**WRITTEN EXERCISE A**
Print the lines of the listing from the line containing "Please drop a marker on the green background" through the end of the listing, both included, with no changes.
-- begin PAGE --
Transcript of the chat session An overview of recent macroeconomic developments in Canada, which occurred on Thursday, November 13, 2014 from 1:30 to 2:30 p.m. EST

Note: This was a bilingual chat session, which means that the participants were able to submit their questions in English or French. Statistics Canada respects the Official Languages Act and is committed to ensuring that information products of equal quality are available in both English and French. For that reason, all the questions and answers have been translated in the other official language.

 Moderator at 13:30:00
Welcome everyone! This is a bilingual chat session, which means that you can submit your questions in English or French. Our experts will respond in a timely manner and in the official language in which the question was asked.

 tanyaf at 13:30:00
Given the low level of literacy, numeracy and problem-solving skills in technological environments, is there reason to be concerned with this observation for Canada? Since these skills are vital in the workplace, especially in management, could there be a link with one of Canada's macroeconomic aspects? (employee performance, productivity, standard of living, or other)
-- end PAGE --
-- begin DATASET CONTENT --
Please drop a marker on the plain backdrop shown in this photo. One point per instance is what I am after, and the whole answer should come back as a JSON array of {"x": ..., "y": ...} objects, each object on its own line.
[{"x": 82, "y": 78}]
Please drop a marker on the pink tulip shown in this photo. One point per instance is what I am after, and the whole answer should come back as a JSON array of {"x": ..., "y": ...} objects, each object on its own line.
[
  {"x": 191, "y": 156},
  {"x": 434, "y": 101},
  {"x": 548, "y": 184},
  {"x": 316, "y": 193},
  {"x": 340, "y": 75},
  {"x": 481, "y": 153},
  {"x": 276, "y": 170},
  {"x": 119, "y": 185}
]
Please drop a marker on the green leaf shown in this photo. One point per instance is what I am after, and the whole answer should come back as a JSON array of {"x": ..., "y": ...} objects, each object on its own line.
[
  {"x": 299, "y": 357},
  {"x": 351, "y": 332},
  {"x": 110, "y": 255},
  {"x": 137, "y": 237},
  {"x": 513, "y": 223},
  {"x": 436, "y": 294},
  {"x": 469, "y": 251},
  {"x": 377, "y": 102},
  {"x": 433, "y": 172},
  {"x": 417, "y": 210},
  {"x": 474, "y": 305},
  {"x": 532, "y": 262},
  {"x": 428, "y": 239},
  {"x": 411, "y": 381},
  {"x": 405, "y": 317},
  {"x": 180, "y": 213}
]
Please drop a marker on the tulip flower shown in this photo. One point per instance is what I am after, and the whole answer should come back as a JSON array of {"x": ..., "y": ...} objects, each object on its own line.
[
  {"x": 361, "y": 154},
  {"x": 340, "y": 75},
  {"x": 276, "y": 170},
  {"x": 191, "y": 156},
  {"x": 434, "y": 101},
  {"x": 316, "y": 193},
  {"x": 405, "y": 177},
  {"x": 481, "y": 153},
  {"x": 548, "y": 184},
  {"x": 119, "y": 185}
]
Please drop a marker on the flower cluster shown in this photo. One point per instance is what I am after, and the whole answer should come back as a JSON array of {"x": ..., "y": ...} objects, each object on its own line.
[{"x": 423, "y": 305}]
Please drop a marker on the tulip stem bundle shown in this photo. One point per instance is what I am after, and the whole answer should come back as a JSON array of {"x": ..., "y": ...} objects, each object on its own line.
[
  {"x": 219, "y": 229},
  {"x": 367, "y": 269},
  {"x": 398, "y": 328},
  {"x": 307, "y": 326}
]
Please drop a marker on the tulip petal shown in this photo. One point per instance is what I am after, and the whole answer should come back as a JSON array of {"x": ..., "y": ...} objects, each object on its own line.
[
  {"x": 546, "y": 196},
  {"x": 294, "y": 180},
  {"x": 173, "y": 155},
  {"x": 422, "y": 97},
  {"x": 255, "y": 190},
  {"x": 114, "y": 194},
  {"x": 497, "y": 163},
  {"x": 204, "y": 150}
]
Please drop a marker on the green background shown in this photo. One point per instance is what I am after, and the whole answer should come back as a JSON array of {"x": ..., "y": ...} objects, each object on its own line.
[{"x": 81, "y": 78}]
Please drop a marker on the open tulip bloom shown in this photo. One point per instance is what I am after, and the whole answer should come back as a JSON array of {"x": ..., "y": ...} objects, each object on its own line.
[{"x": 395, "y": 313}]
-- end DATASET CONTENT --
**WRITTEN EXERCISE B**
Using the chat transcript, answer yes or no for each statement and quote the words that decide it: (i) the session ran from 1:30 to 2:30 p.m. EST; (ii) participants could submit their questions only in English; (iii) the experts were to respond in the official language in which the question was asked.

**PROBLEM SOLUTION A**
Please drop a marker on the green background shown in this photo. One point per instance is what I am after, and the whole answer should come back as a JSON array of {"x": ..., "y": ...} objects, each object on its own line.
[{"x": 81, "y": 78}]
Please drop a marker on the open tulip bloom shown in this photo. One point per instance is what I am after, and the whole answer should come back as a JSON array of {"x": ..., "y": ...} objects, each object on its own line.
[{"x": 395, "y": 313}]

**PROBLEM SOLUTION B**
(i) Yes: "from 1:30 to 2:30 p.m. EST"
(ii) No: "the participants were able to submit their questions in English or French"
(iii) Yes: "in the official language in which the question was asked"